Task description:
Copy every row below word for word, leaving out the pictures.
BEGIN Material shown
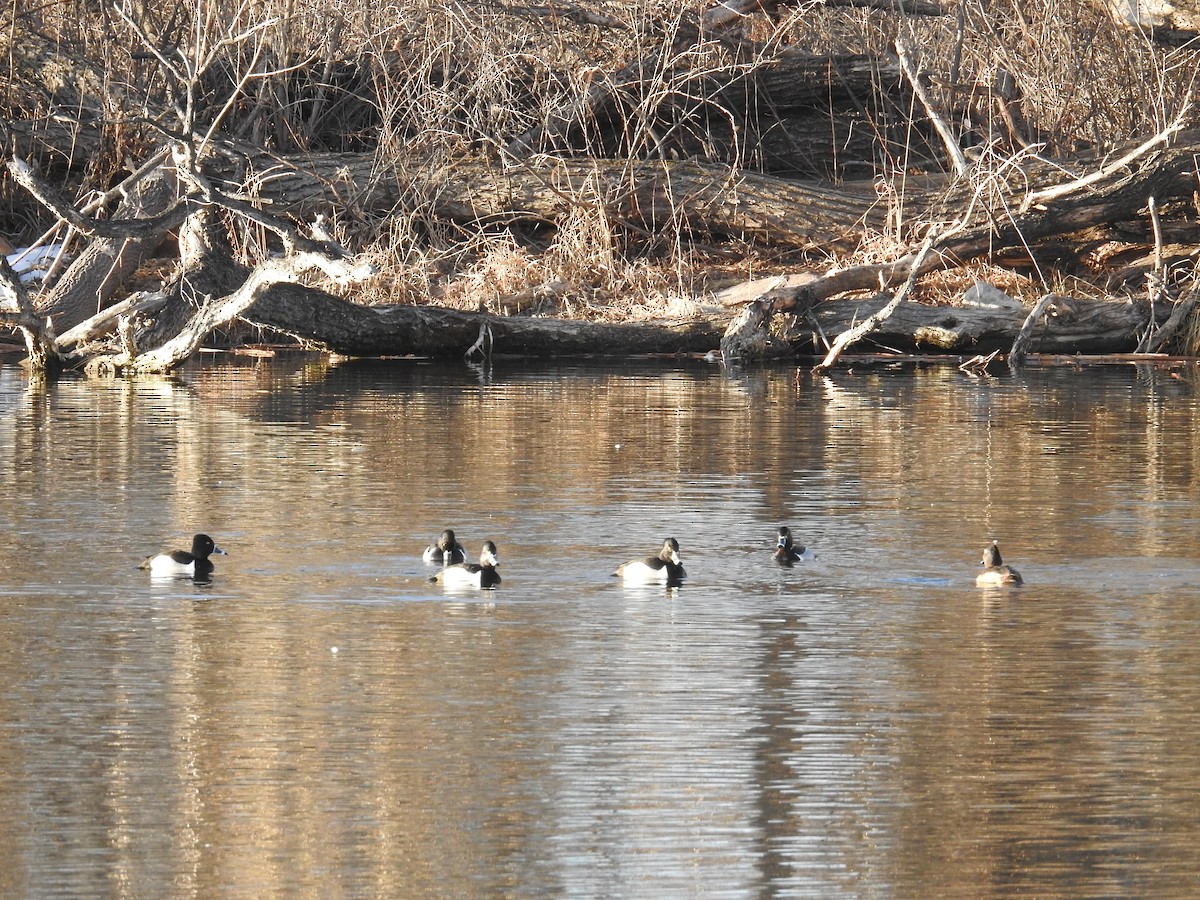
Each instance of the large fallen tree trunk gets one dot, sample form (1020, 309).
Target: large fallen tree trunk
(352, 330)
(1069, 325)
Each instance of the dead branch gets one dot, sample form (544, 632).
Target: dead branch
(874, 321)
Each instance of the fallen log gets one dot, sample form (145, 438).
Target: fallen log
(315, 317)
(1071, 325)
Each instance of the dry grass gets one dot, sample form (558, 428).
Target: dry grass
(421, 83)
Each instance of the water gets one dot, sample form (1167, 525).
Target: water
(321, 720)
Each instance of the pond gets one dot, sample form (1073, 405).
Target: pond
(319, 719)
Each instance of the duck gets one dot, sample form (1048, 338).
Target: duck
(181, 562)
(447, 551)
(665, 568)
(995, 571)
(471, 575)
(786, 552)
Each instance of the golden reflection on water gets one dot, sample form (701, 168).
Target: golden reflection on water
(321, 719)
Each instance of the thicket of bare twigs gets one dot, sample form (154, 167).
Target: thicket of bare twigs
(424, 84)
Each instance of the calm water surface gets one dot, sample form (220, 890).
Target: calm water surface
(319, 720)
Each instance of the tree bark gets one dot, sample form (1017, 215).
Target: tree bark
(353, 330)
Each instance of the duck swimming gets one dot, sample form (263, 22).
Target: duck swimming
(471, 575)
(786, 551)
(995, 571)
(180, 562)
(448, 551)
(663, 569)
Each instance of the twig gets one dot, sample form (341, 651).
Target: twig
(1050, 193)
(1020, 346)
(1156, 280)
(977, 366)
(943, 130)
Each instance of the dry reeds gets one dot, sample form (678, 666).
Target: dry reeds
(421, 84)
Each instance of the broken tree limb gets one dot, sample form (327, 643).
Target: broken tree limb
(1181, 312)
(330, 261)
(352, 330)
(1021, 345)
(39, 334)
(876, 318)
(100, 273)
(1073, 327)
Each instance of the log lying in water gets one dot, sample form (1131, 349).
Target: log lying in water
(354, 330)
(1071, 325)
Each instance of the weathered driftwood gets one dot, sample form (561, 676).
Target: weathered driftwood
END Material shown
Solved exercise:
Each instance of the large fallen tree trunk gets one dot, sample form (1020, 309).
Target: large fallen tree trunk
(352, 330)
(1069, 325)
Each instance of the dead branch gets one dot, sample form (544, 632).
Target: dead branch
(874, 321)
Each instance of the fallen log gets one dot, sample form (145, 438).
Target: fallen log
(315, 317)
(1071, 325)
Each instance of the dry grass gets one dot, sample form (558, 428).
Target: dry grass
(421, 83)
Each instance of the water gets one dot, sample form (1167, 525).
Target: water
(321, 720)
Each instance of the pond gets one dot, sample form (1073, 405).
Target: pond
(319, 719)
Each instance of the duck gets one dot, sample form (1048, 338).
Target: duck
(181, 562)
(447, 551)
(665, 568)
(995, 571)
(471, 575)
(786, 552)
Each instance of the golden reflection on water gets one dot, sample form (701, 168).
Target: golden reflection on water
(321, 719)
Each instance of the thicket of bare twigs gets one dot, sample form (154, 167).
Target: thicket of bare twigs
(424, 84)
Each instance of the calm water surface gets one dot, sample form (220, 890).
Target: calm water surface
(319, 720)
Each instance of the tree bark gets one dot, sample form (1017, 215).
Target: tree bark
(353, 330)
Each instance of the duck swimming gets one dot, sample form (263, 22).
Target: duck swimming
(471, 575)
(786, 551)
(995, 571)
(180, 562)
(448, 551)
(663, 569)
Each instance of the twig gets one dot, sample form (341, 651).
Target: twig
(1050, 193)
(1020, 346)
(1156, 280)
(977, 366)
(943, 130)
Each instance of the dry reeds gets one dot, sample form (678, 666).
Target: dry reeds
(421, 84)
Each instance of the broken tree limb gets one dot, sample form (327, 643).
Target: broken tree limb
(1181, 312)
(330, 261)
(352, 330)
(1021, 345)
(39, 334)
(876, 318)
(100, 273)
(1073, 327)
Each instance of the log lying in water gets one dot, sample form (1131, 349).
Target: log lying in water
(354, 330)
(1071, 325)
Each instance of the weathered driftwood gets one dot, sample form (561, 676).
Target: weathered driftwood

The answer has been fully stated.